── READING PASSAGE ──

The points are calculated to show higher points for undervalued companies (low PS ratio) and lower points for higher current valuations. The formula used in Valuation points = (20-PS)*2. The points keep decreasing as the PS ratios rise with stock performance, investor sentiment and potential Cannabis bull market. The points go to zero if the PS hits or exceeds 20.
The detailed analysis based on PS valuations with potential gains for multiple Bull Market scenarios is in the Cannabis Bull Market Scenario Analysis with PS Ratio Valuation page. The relevant table is presented below.
Also presented on this blog is a detailed analysis based on PS valuations for multiple Bear Market scenarios on the Cannabis Bear Market Scenario Analysis with PS Ratio Valuation page.
Given the prolonged stagnation of cannabis stocks, a first look at the share price targets (at PS of 5, 10, 15 & 20) will look ridiculous and far fetched. But they are based on the main analysis this blog's analysis is built off, the Historic Bull Market Valuations analysis:
This leads to my investment thesis for cannabis stocks that can be summarized in the following points:
1. The cannabis stocks trade more on hype than on fundamentals
2. In the two previous cannabis bull runs (2018 for Canadian cannabis legalization and 2021 for promised, but undelivered US cannabis reforms), stocks traded at logic and fundamentals defying high valuations of double and even triple digit PS ratios. The Historic Bull Market Valuations analysis shows visually the extent of this insanity. A point to note is that the Nasdaq listed stocks traded at much higher valuations than OTC listed stocks
3. The next bull run in cannabis stocks will need meaningful US cannabis reforms. This will likely be from either the DEA rescheduling cannabis to schedule 3 or the passing of banking reforms (SAFER Banking Act). There is a good probability that meaningful reforms will pass in the weeks/months to follow, well before the US Presidential elections. The Democrats have stalled on promised cannabis reforms and will use it to improve Biden's chances for re-election
4. The best gains in cannabis stocks will only happen when there is confirmation that stocks stagnating on the OTC exchange will get to uplist to Nasdaq/NYSE and there is confirmation that institutional investors can easily invest in the sector
5. Although nothing can be predicted with certainty, cannabis reforms will be a once in a century event, not seen since the end of alcohol prohibition (1933). The entry of institutional investors, along with hype/FOMO from retail investors, will likely lead to similar valuations (PS 5+, 10+ or maybe even 20+) for the Nasdaq listed stocks, as seen in the 2018 & 2021 bull runs. The color coding stays Green (darker to lighter shades) from PS ratios from 0 to 10, and switches to Yellow at 10. This is designed to give visual data points for investors to decide (for themselves based on their individual risk profile) when to reduce risks or take profits during the bull run
6. There is a good probability that Nasdaq listed stocks will outperform OTC listed stocks, prior to the OTC listed stocks getting uplisted. This is based on the historical analysis of previous bull markets and because many institutional investors can invest in Nasdaq listed stocks but not on OTC listed stocks. In addition, established retail investors, many of whom I have discussed OTC listed MSO stocks with in real life, refuse to invest in stocks listed on illiquid and easy to manipulate OTC exchange.
The second analysis done was to rank stocks favored by the fund managers of the MSOS, MJ, YOLO, MJUS, CNBS and THCX Exchange Traded Funds (ETFs), and specifically those that would benefit the most when funds flow back into the cannabis sector.

───

• **EXERCISE**:
Please copy the cannabis stock analysis again, beginning at the words "Also presented on" and stopping after "Bear Market Scenario Analysis with PS Ratio Valuation page.", with "Bear Market" swapped out for "Downturn".

── ROWS ──

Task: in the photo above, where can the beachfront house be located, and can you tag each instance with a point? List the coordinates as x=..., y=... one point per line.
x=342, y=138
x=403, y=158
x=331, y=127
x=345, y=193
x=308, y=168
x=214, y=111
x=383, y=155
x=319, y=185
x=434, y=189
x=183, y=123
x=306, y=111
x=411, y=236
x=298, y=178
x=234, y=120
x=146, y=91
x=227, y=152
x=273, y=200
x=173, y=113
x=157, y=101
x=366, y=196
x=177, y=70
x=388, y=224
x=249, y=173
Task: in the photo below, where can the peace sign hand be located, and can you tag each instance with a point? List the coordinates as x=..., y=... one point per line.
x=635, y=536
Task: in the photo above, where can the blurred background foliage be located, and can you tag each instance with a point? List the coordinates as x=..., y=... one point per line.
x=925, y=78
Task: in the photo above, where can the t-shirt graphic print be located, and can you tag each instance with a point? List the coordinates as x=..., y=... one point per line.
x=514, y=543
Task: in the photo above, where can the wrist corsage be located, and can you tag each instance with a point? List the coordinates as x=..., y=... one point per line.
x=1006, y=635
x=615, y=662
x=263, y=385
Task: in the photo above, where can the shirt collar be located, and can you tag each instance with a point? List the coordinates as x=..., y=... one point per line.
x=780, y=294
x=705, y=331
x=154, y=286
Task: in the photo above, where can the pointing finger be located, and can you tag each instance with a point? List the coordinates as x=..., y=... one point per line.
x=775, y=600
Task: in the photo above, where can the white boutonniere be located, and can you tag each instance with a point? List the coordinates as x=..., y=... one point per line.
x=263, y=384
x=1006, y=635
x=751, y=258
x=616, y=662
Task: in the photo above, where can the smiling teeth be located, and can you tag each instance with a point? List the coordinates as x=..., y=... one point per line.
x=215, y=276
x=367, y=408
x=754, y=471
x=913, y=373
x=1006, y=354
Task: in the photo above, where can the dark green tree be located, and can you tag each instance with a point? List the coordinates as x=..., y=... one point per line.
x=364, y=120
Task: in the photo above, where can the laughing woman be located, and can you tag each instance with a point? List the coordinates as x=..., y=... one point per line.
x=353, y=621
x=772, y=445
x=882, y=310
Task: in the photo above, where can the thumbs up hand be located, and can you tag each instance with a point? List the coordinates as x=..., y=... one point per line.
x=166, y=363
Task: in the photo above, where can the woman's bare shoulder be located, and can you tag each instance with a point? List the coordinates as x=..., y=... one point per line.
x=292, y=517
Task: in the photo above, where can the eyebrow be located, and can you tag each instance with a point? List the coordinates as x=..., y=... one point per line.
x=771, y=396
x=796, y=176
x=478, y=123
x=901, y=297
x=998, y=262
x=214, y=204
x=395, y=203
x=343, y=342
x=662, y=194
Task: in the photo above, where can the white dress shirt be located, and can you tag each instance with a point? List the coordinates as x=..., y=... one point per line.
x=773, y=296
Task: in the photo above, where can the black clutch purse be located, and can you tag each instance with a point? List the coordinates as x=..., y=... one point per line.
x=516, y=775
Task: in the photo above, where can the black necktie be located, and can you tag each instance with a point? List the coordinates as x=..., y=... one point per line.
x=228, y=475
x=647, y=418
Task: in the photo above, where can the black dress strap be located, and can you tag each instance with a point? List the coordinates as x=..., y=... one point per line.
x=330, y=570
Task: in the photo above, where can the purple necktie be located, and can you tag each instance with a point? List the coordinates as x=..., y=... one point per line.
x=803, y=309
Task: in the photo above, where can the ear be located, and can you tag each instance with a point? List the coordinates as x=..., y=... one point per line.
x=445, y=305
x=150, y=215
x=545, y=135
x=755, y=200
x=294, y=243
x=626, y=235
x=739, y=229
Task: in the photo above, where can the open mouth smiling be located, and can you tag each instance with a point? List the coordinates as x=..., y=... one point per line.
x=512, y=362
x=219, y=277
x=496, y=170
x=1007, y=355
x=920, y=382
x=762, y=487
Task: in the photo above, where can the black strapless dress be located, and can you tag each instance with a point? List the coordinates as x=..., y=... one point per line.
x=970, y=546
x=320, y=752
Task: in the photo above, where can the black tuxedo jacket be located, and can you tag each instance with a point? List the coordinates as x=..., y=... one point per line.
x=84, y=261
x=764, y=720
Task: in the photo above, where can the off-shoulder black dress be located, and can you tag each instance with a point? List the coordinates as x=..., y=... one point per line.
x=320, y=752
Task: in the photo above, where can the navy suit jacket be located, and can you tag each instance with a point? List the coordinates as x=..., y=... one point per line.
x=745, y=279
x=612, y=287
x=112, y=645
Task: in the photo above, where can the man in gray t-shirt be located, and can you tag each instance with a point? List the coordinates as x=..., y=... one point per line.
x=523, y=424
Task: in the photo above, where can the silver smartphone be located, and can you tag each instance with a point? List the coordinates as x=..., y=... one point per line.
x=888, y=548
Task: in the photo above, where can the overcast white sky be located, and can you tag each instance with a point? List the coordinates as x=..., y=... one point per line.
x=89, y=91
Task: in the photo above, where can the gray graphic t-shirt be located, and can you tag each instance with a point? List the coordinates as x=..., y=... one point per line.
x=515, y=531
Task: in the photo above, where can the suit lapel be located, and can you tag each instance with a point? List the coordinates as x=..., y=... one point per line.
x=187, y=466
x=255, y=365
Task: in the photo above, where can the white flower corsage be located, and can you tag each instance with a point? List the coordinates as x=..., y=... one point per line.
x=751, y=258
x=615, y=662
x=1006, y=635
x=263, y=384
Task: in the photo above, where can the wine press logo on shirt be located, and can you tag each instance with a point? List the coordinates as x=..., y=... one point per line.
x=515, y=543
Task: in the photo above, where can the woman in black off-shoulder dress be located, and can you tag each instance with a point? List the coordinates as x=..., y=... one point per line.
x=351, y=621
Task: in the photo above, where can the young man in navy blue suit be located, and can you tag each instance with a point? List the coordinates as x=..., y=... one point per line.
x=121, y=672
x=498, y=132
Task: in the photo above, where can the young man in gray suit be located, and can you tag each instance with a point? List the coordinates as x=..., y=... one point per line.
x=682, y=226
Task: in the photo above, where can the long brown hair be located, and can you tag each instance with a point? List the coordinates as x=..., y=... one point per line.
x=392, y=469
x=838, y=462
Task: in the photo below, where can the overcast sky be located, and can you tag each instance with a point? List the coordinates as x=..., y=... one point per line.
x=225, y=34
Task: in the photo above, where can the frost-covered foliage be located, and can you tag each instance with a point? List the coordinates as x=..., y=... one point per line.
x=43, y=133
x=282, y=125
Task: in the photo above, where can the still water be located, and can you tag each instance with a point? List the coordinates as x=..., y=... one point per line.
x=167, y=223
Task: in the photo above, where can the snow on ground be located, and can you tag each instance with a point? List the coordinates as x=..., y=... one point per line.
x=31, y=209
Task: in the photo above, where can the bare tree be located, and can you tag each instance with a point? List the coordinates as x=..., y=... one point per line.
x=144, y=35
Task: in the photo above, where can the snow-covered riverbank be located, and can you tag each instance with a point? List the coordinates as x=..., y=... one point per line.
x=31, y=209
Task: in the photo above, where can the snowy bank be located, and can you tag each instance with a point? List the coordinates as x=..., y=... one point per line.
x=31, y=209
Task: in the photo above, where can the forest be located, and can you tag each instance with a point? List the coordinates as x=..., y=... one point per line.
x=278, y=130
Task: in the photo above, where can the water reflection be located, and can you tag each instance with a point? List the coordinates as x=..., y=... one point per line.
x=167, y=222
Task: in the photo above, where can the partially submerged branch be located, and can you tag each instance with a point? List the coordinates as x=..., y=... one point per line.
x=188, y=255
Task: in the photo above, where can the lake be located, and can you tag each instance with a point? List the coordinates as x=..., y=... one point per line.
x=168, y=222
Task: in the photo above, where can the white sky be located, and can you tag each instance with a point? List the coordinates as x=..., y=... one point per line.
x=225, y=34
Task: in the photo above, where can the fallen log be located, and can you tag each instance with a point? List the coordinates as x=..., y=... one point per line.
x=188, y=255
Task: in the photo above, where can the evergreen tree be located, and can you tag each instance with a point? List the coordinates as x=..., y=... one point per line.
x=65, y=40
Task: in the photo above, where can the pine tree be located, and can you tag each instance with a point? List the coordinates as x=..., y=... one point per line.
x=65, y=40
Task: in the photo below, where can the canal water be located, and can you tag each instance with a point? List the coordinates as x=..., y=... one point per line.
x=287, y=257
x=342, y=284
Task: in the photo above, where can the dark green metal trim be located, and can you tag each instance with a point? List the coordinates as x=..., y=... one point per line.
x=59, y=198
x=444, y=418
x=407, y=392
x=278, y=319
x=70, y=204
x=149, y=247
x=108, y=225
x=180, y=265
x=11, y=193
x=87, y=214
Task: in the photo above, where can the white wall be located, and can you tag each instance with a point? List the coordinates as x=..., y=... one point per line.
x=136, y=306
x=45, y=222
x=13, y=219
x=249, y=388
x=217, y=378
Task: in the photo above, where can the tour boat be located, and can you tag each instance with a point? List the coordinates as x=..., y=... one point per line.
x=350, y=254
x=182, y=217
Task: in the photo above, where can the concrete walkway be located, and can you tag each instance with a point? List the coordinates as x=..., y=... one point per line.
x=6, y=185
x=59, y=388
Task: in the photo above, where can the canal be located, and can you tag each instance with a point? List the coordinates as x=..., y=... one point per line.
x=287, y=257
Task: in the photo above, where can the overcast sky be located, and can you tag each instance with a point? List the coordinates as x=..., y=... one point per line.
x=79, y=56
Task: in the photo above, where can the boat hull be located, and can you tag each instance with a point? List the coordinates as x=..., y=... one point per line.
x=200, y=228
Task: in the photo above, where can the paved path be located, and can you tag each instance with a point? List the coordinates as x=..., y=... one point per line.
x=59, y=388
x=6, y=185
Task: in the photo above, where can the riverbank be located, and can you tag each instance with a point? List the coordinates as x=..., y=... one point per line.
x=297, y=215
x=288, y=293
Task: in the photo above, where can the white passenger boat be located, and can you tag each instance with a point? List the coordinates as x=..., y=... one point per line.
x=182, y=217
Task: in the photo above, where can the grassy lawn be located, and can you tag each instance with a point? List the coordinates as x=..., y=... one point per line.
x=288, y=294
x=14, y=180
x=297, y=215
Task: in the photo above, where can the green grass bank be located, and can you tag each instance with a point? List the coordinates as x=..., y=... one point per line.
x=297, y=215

───

• **CORRECT RESULT**:
Also presented on this blog is a detailed analysis based on PS valuations for multiple Downturn scenarios on the Cannabis Downturn Scenario Analysis with PS Ratio Valuation page.